Extract to read:
------------------------
April 17, 2022

Cleaning unwritten drafts

While headed towards a Chinese restaurant, I held my notebook tucked in between the warm fold of my arm. The notebook is a go-to object to grab when headed out the door on a solo excursion where I know I’ll be occupying a space meant for more folks than one.

Surely enough, I was sat at a four-person table in a packed place full of cheery, chatty citizens. I opened the brown, cloth-bound book and didn’t know what to scribble in the time before my tofu peppercorn dish would arrive.

Thinking of what to write had me writing down topics I could possibly write about. Here are those topics.

I’m also including a slurry of pending post titles to clean up my drafts folder. At one point I thought these words would spur well-wrought articles, but instead they’ve occupied a digital graveyard. In case they might be a source for future thoughts, I wish to preserve them—while not allowing them to crowd the sacred canvas, the digital abyss, the zero-bit brain bin dot txt.
------------------------
Set task 1:
Count the lines of the listing that contain the string "ornament", and reply with only that number.
The text and the listing are unrelated to each other.

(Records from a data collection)
------------------------
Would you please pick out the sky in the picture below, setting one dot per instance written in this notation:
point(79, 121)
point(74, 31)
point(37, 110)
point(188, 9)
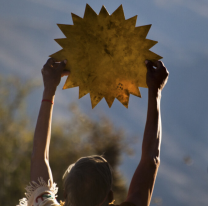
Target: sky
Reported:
point(28, 28)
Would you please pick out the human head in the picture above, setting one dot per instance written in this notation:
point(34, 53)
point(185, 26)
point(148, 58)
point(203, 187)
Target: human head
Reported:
point(87, 182)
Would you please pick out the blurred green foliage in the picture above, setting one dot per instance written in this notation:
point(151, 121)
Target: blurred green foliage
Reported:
point(78, 136)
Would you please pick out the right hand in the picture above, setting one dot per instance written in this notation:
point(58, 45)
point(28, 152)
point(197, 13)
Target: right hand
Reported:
point(52, 72)
point(156, 77)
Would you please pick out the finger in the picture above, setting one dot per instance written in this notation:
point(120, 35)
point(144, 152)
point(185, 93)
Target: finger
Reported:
point(62, 65)
point(149, 65)
point(50, 61)
point(158, 64)
point(65, 73)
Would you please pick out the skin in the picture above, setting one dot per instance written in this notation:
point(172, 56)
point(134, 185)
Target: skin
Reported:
point(142, 184)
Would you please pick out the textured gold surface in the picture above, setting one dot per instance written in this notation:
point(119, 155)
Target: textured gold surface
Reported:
point(106, 55)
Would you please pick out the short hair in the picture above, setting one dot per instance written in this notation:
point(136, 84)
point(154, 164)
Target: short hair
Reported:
point(87, 182)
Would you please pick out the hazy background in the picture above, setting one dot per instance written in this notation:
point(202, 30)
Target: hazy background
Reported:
point(28, 28)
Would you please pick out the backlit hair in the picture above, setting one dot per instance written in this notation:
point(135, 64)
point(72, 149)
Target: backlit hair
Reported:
point(87, 182)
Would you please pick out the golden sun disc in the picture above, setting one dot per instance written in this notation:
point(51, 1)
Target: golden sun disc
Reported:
point(106, 55)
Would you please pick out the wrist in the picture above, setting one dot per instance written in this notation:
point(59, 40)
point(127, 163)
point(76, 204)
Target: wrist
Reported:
point(49, 93)
point(156, 92)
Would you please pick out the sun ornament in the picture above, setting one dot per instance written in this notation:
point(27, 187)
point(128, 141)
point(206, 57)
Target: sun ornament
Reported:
point(106, 55)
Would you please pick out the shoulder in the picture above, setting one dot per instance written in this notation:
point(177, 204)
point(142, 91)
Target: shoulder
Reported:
point(125, 204)
point(40, 194)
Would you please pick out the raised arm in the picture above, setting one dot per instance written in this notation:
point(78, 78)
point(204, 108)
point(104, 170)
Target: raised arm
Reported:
point(142, 184)
point(52, 73)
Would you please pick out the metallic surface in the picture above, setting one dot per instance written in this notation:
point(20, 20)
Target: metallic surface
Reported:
point(106, 55)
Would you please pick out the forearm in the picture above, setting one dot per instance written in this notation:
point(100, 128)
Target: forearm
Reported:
point(153, 129)
point(40, 155)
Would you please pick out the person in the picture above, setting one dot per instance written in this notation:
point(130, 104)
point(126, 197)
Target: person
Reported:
point(88, 182)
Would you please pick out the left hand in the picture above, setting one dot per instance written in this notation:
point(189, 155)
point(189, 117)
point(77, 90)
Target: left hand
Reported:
point(52, 72)
point(157, 75)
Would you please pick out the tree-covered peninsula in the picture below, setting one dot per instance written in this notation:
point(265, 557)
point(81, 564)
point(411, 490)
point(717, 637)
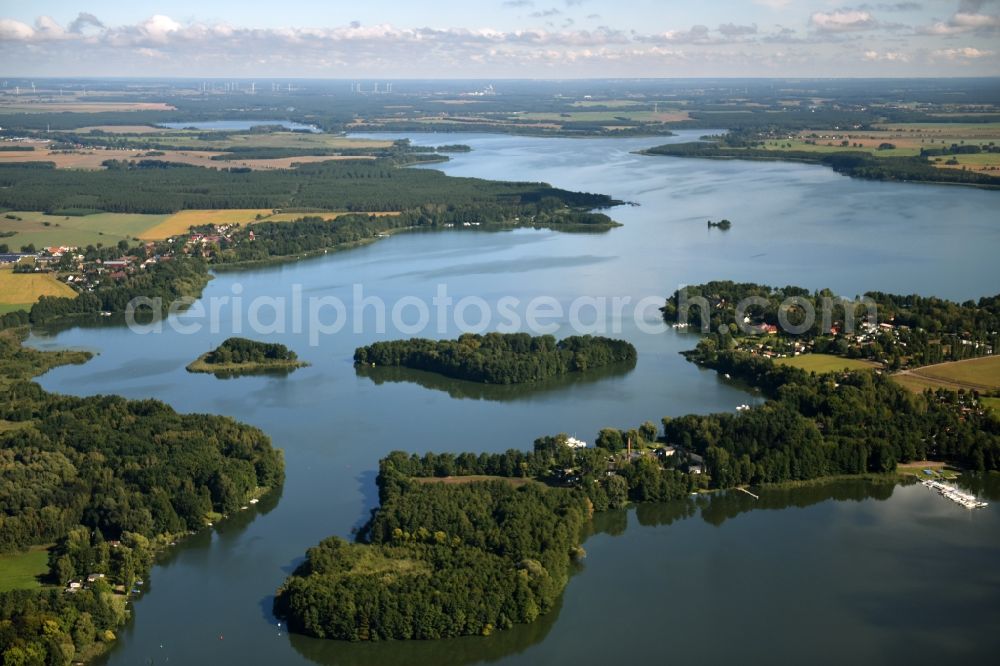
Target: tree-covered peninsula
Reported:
point(440, 559)
point(242, 356)
point(103, 483)
point(498, 358)
point(853, 163)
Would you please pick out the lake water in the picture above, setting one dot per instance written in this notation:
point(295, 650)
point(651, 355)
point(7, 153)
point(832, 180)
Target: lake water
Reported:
point(845, 572)
point(239, 125)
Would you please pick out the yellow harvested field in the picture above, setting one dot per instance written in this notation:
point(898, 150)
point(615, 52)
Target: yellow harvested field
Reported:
point(75, 106)
point(979, 374)
point(26, 288)
point(179, 223)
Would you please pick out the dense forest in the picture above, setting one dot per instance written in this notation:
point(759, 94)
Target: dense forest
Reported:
point(821, 425)
point(497, 358)
point(924, 330)
point(108, 481)
point(242, 350)
point(240, 355)
point(857, 164)
point(440, 560)
point(360, 186)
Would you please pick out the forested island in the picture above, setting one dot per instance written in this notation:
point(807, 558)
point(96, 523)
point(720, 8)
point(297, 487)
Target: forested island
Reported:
point(463, 544)
point(439, 560)
point(497, 358)
point(237, 356)
point(467, 544)
point(104, 483)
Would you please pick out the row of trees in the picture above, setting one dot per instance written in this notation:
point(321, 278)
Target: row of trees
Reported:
point(373, 185)
point(497, 358)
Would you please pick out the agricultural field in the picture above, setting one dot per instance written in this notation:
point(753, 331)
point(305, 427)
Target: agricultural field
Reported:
point(979, 374)
point(42, 230)
point(907, 139)
point(664, 116)
point(93, 158)
point(179, 223)
point(210, 141)
point(820, 363)
point(979, 162)
point(606, 104)
point(19, 105)
point(326, 215)
point(19, 291)
point(21, 571)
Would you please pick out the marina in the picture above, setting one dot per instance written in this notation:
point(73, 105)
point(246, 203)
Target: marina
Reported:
point(954, 494)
------------------------
Set task 2:
Translate this sentence from the post about cleaning unwritten drafts into Spanish: "Thinking of what to write had me writing down topics I could possibly write about."

Task answer 1:
2

Task answer 2:
Pensar en qué escribir me llevó a anotar temas sobre los que podría escribir.